▶ _EXERCISE MATERIAL_:
- - - - - - -

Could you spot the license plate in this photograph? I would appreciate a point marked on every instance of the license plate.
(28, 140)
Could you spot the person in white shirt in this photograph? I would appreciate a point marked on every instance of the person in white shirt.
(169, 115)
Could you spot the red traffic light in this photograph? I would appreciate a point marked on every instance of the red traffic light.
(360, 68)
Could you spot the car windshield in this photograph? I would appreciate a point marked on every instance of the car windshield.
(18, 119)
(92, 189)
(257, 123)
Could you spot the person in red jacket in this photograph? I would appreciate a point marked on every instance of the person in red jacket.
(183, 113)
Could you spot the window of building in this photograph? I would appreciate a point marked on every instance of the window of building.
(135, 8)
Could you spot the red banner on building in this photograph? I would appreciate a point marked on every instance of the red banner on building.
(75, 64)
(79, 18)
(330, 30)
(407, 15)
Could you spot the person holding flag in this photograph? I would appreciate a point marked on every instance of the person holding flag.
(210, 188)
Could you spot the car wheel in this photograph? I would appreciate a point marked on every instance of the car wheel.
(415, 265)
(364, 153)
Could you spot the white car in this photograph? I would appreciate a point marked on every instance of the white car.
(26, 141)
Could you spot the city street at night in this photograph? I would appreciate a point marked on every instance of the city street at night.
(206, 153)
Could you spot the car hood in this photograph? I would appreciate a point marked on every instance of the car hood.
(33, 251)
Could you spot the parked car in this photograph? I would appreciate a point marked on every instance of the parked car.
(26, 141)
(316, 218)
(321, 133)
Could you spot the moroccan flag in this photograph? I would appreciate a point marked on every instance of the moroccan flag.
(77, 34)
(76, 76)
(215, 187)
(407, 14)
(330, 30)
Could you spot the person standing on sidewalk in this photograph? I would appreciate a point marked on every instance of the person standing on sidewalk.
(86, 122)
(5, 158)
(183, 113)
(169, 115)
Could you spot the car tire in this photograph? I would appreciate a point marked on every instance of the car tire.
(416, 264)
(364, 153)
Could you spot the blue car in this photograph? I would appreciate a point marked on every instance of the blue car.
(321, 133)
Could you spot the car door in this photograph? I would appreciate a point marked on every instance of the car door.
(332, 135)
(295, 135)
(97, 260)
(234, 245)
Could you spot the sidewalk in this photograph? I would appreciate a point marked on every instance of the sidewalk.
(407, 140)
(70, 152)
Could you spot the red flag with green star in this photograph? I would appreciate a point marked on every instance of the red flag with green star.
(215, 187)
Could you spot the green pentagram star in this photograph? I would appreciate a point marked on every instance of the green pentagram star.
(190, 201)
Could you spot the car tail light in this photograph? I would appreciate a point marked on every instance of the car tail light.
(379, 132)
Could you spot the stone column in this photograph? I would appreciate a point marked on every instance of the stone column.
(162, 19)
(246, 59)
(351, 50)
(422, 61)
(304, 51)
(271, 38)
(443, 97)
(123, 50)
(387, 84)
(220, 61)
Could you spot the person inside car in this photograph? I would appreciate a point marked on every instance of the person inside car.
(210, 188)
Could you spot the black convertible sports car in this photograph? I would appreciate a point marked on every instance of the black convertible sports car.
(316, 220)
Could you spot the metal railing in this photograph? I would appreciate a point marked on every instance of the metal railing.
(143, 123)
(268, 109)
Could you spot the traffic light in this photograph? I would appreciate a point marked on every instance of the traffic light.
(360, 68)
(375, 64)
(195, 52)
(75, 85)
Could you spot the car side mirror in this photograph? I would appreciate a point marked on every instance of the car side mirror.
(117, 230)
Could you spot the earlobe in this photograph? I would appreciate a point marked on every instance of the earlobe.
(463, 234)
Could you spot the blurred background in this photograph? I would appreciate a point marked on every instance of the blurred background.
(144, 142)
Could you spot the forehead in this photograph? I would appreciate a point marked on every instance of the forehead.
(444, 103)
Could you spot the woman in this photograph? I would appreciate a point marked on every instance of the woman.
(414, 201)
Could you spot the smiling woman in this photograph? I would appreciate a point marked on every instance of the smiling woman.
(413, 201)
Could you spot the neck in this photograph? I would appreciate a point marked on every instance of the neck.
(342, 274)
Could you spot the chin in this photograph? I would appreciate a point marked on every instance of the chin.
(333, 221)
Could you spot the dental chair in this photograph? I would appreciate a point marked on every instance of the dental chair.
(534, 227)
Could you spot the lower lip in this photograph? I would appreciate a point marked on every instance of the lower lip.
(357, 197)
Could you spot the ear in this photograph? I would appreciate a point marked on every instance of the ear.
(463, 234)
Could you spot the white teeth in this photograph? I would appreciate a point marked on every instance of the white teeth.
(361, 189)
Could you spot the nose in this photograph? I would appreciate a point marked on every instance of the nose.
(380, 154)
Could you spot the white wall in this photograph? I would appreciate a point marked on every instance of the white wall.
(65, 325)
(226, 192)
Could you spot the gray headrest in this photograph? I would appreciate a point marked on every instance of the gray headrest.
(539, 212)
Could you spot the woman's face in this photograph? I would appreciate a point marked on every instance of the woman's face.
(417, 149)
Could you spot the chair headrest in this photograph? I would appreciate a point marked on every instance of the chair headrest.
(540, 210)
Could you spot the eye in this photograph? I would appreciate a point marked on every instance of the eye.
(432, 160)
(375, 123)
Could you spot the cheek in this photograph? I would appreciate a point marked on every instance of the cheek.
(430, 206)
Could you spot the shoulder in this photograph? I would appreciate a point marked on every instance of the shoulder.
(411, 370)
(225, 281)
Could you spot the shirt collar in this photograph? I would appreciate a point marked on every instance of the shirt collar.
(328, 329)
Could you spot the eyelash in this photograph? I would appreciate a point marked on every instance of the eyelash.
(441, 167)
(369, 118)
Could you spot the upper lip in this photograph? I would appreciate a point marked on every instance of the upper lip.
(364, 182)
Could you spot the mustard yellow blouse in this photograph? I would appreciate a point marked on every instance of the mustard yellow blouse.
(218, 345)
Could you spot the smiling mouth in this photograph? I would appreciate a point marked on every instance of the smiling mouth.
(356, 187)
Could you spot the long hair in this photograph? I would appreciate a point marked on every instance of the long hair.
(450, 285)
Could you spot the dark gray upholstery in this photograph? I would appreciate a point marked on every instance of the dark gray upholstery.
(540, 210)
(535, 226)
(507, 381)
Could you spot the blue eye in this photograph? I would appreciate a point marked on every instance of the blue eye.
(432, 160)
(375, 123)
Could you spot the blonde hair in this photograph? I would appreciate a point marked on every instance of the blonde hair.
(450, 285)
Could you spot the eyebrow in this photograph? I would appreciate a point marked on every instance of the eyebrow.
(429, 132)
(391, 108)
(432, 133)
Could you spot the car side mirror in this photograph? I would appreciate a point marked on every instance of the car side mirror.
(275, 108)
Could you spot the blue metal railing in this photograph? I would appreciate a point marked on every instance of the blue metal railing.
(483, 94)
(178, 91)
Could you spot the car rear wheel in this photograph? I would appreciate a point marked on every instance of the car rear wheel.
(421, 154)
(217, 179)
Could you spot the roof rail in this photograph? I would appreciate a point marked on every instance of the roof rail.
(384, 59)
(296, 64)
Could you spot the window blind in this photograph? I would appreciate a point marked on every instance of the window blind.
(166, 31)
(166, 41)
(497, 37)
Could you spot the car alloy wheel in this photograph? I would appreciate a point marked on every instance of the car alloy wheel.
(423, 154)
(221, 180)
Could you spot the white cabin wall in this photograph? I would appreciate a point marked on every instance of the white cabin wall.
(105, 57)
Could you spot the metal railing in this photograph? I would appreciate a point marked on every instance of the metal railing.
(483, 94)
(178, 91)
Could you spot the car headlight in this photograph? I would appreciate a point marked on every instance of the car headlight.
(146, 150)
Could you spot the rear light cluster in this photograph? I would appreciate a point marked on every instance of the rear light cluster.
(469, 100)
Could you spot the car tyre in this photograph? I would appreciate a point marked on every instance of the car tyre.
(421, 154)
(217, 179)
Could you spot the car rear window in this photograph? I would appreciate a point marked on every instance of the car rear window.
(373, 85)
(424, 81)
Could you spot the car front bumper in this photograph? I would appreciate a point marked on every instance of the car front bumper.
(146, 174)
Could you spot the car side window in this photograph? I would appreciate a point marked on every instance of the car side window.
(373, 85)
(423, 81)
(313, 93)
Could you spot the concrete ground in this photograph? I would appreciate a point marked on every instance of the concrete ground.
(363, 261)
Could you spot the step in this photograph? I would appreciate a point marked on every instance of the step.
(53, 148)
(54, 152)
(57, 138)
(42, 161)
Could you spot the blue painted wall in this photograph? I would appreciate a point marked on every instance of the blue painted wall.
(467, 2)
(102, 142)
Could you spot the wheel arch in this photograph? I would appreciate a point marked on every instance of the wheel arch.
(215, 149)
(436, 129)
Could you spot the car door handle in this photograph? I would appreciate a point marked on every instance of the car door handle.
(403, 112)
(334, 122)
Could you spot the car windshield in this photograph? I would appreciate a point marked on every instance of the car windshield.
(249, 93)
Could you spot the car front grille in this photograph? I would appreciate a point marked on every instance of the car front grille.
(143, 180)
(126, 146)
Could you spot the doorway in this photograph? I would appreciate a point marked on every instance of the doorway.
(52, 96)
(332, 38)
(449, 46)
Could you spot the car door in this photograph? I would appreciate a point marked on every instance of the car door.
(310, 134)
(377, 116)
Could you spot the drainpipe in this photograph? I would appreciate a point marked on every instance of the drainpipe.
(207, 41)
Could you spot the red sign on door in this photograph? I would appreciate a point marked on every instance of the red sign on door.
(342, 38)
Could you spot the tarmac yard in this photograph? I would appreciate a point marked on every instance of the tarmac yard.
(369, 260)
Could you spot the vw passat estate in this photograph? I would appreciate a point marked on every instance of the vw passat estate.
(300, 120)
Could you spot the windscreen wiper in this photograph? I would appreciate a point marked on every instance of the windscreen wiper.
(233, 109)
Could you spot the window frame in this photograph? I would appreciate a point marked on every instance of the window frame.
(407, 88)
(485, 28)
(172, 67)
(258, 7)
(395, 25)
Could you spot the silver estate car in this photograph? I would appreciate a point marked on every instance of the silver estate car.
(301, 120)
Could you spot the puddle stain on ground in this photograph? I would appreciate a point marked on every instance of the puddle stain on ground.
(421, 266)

- - - - - - -

▶ _EXERCISE BRIEF_: Repeat exactly, and only, the lines from the one containing "Could you spot the doorway" through the end of the material.

▶ _THE RESPONSE_:
Could you spot the doorway in this photograph? I would appreciate a point marked on every instance of the doorway.
(52, 96)
(332, 38)
(449, 46)
Could you spot the car door in this photograph? I would appreciate a point marked on every instance of the car door.
(310, 134)
(377, 116)
Could you spot the drainpipe in this photograph? I would appreciate a point marked on every instance of the drainpipe.
(207, 41)
Could you spot the red sign on door in this photograph? I would appreciate a point marked on every instance of the red sign on door.
(342, 38)
Could you spot the tarmac yard in this photograph? I would appreciate a point marked on every instance of the tarmac yard.
(369, 260)
Could you spot the vw passat estate in this photograph? I would appreciate a point marked on every instance of the vw passat estate.
(300, 120)
Could you spot the windscreen wiper in this photograph? I would appreciate a point marked on every instance of the windscreen wiper.
(233, 109)
Could you spot the window frame in this photograph? I would appreciate a point marked on every instance of the window frame.
(407, 88)
(485, 28)
(172, 67)
(258, 7)
(395, 25)
Could you spot the silver estate car in this photograph? I would appreciate a point marked on every instance of the silver estate car.
(301, 120)
Could you spot the puddle stain on ground in this photograph? I would appreciate a point marked on every instance of the puddle stain on ground.
(421, 266)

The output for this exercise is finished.